• **ASSIGNMENT**
Extract the final stretch of the data: the line that contains "Where can the weathered" and every line after it, unaltered, and no other lines.
......
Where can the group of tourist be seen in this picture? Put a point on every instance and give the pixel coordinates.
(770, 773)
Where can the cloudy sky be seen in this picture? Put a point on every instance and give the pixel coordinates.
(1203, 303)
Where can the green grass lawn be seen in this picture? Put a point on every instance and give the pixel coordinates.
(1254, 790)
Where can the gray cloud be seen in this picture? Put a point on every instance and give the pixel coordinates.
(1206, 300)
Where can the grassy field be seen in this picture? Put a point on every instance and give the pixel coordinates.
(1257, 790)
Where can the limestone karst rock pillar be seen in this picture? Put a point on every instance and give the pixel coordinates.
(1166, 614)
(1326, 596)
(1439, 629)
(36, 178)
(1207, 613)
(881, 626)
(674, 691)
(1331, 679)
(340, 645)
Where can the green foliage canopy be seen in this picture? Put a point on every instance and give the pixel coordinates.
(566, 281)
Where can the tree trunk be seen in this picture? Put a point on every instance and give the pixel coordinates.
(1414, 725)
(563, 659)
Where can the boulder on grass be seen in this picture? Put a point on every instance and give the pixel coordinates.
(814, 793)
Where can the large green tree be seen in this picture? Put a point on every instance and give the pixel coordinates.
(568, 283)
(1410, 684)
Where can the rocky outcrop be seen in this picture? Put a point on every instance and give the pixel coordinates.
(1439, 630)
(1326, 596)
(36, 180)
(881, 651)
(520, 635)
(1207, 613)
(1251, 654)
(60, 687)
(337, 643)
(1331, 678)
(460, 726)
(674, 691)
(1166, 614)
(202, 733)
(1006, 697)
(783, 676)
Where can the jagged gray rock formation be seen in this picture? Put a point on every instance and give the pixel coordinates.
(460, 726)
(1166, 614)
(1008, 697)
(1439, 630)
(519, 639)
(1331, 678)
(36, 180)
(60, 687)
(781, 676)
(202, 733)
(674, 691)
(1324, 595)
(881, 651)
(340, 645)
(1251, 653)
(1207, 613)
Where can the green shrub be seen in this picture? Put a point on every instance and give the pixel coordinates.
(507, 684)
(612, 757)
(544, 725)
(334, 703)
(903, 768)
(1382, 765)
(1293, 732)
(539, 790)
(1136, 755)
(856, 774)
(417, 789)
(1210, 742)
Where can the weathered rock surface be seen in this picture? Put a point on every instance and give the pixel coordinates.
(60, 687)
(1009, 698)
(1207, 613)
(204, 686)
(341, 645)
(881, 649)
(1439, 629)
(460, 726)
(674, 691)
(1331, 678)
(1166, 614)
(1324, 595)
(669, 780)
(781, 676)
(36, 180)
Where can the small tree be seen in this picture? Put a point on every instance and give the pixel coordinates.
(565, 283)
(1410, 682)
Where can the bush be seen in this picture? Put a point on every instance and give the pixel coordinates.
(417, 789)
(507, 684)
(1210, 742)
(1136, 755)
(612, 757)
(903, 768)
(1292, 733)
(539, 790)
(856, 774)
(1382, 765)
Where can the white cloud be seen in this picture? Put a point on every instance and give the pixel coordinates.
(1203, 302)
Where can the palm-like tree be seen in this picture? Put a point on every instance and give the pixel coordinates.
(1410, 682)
......
• **ANSWER TO THIS EXERCISE**
Where can the weathered rock surface be seen in this picture? Put a point on every instance and give the pixel coordinates.
(60, 687)
(1009, 698)
(1207, 613)
(204, 686)
(341, 645)
(881, 649)
(1439, 629)
(460, 726)
(674, 691)
(1331, 678)
(1166, 614)
(1324, 595)
(669, 780)
(781, 676)
(36, 180)
Where can the small tree be seen in this picture? Put a point on every instance and give the pixel coordinates.
(565, 283)
(1410, 682)
Where can the bush be seen in this picture? Put a point on every instance and give the pixel coordinates.
(417, 789)
(507, 684)
(1210, 742)
(1136, 755)
(612, 757)
(903, 768)
(1292, 733)
(539, 790)
(856, 774)
(1382, 765)
Where can the white cloud be seen in this picture? Put a point on every instance and give the pixel coordinates.
(1203, 302)
Where can the palm-like tree be seen in this picture? Put a point on every instance and give the pixel coordinates.
(1410, 682)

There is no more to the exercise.